**Brano citato**
In accordo con la carriera agonistica del suo mito Valentina Vezzali, la fame di vittorie di Bebe non si ferma qui, e già nel settembre 2014 vince il campionato mondiale Under-17, poi delle gare di coppa del mondo, fino ad arrivare alla consacrazione del mondiale assoluto del 2015.
Grazie alla sua energia vince numerosi altri premi ed onorificenze extra-sportive, diventando un tedoforo di Londra 2012 e testimonial per la regione Veneto ad Expo 2015, oltre che vincitrice del premio Italian Paralimpic Award nel 2014, conferitogli dalla Federazione Paralimpica Italiana stessa.
Non si tira indietro neanche nel portare la sua testimonianza ai ragazzi dell’Agesci riuniti a San Rossore per la Route Nazionale, come si legge al fondo di pagina 4 di quest’articolo.
L’atleta nella ricca giornata di ori italiani del 14 settembre rifila un “tennistavolistico” in finale 15-7 alla sua avversaria cinese, dopo aver annientato un’altra cinese in semifinale 15-1 ed una polacca ai quarti con 15-6, laureandosi campionessa paralimpica.
Sarebbero ancora tanti e forse troppi gli atleti paralimpici italiani da nominare, ma per brevità è impossibile citarli tutti.
La gran parte li ha raccolti la Gazzetta dello Sport, un altro esempio eccellente di atleta molto famosa, anche se attualmente ritirata, è la cantante Annalisa Minetti, bronzo nei 1500 a Londra 2012.
La federazione guidata da Luca Pancalli è e rimane una federazione molto forte e piena di eccellenze soprattutto nell’atletica, disciplina nella quale vanno segnalati senz’altro due atlete: la prima è Martina Caironi, anche lei amputata in seguito di un incidente in moto all’età di 18 anni, portabandiera in questa manifestazione, detentrice di due record del mondo di categoria su 100 m e 200 m e fresca di argento sul salto in lungo, che ha dedicato ai cittadini di Amatrice recentemente colpiti dal terremoto del 24 agosto.
La seconda è Oxana Corso, una dei sei atleti italiani plurimedagliati a Londra nel 2012 con due argenti di categoria all’età di appena 17 anni (era anche la più giovane partecipante di sempre), la quale purtroppo in questa manifestazione non è andata oltre il quinto posto nella finale della classe regina, con una certa polemica ripresa addirittura dal Comitato Paralimpico Italiano. Il suo tempo alla Paralimpiade è di appena 4 centesimi superiore al suo personale, peraltro anche record del mondo di categoria finora, quindi qualche dubbio sull’omogeneità delle categorie su una vittoria da parte di atlete in grado di staccarla di 2 secondi netti permane.
Ma alla fine le Paralimpiadi sono un grande evento sportivo, e come tutti è soggetto a polemiche, a cominciare dall’esclusione Russa decisa dal TAS. O anche le piccole stranezze di questi eventi, dove gli atleti paralimpici, dal primo al quarto, riescono a battere il tempo dell’oro olimpico di appena un mesetto prima nella gara dei 1500 m.
Le Paralimpiadi non sono semplicemente le Olimpiadi dei disabili, sono le Olimpiadi dei sognatori, perché dimostrano che anche chi ha subito o è nato con gravissimi danni fisici (e talvolta mentali) è in grado di compiere imprese degne delle persone “normali”, e talvolta andare oltre. Servono a tutti per dire che non solo “l’importante non è vincere ma partecipare”, come recita una citazione erroneamente attribuita all’inventore delle Olimpiadi moderne Pierre de Coubertin ma che, in fondo, per arrivare davvero in alto, l’unico ostacolo siamo noi stessi.
Qualora voleste seguirle, mamma Rai ha una copertura continuativa degli eventi singoli anche in diretta web. Per quanto riguarda i social media il Comitato Italiano Paralimpico pubblica aggiornamenti continui sugli atleti, mentre il portale d’informazione ilpost.it ha una sezione dedicata alle Olimpiadi, che viene aggiornata quasi quotidianamente anche per le Paralimpiadi.

**Dati memorizzati**
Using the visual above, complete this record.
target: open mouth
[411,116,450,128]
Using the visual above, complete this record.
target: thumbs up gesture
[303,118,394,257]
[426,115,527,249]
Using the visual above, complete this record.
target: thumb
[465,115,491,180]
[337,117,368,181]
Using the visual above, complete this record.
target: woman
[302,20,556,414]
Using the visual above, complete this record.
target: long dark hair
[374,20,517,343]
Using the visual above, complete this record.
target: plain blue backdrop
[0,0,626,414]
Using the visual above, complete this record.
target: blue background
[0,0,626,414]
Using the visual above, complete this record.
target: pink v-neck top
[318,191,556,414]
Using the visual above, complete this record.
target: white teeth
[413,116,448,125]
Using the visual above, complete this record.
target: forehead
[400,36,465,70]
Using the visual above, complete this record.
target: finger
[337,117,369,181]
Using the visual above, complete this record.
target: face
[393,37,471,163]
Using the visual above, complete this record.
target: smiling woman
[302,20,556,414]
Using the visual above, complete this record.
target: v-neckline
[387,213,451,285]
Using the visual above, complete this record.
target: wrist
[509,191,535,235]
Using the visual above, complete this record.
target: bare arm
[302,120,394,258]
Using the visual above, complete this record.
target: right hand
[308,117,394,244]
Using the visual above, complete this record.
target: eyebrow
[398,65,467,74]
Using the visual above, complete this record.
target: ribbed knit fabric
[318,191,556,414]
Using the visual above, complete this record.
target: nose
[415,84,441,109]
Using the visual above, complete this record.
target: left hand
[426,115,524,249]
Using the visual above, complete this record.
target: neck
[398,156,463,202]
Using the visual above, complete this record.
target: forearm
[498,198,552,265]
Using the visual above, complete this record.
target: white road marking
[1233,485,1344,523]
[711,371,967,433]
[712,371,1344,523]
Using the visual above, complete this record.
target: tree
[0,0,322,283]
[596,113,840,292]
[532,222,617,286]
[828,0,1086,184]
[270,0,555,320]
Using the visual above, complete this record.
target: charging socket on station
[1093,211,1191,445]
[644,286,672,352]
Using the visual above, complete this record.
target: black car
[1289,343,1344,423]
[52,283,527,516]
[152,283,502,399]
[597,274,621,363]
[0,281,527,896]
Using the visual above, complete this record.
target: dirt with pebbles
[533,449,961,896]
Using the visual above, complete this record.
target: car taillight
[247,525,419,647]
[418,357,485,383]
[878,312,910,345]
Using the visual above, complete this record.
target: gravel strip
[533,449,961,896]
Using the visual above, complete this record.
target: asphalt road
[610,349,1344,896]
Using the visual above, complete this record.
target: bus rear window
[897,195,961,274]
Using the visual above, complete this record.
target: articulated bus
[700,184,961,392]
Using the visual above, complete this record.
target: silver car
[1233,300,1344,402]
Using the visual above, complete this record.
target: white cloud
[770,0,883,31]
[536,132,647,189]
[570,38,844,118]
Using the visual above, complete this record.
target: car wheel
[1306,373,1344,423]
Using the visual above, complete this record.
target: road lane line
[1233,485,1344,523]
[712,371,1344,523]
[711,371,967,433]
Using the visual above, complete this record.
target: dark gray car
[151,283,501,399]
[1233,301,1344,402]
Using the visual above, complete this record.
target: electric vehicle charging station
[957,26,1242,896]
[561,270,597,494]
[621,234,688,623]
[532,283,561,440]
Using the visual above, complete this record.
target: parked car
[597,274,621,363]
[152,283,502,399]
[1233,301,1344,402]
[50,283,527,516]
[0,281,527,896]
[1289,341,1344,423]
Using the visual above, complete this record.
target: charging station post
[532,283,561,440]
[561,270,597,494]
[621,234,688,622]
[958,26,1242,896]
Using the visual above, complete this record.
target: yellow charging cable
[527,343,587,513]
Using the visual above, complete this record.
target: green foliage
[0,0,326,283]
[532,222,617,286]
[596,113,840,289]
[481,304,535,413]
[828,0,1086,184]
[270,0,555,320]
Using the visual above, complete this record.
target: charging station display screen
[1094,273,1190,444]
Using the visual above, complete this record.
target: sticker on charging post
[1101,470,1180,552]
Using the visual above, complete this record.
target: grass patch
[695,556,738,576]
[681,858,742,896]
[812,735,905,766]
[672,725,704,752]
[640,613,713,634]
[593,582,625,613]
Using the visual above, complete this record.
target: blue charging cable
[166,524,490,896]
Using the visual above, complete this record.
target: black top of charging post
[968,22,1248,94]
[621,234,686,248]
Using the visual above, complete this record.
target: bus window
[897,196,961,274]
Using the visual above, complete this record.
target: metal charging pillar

**Requisiti del compito**
Rispondi alle seguenti domande basandoti sul brano citato.
1. In quale anno Bebe ottiene la consacrazione del mondiale assoluto?
2. Quale ente ha conferito a Bebe l'Italian Paralimpic Award nel 2014?
3. A chi Martina Caironi ha dedicato l'argento nel salto in lungo?

**Spazio per rispondere**
1. Nel 2015.
2. La Federazione Paralimpica Italiana.
3. Ai cittadini di Amatrice colpiti dal terremoto del 24 agosto.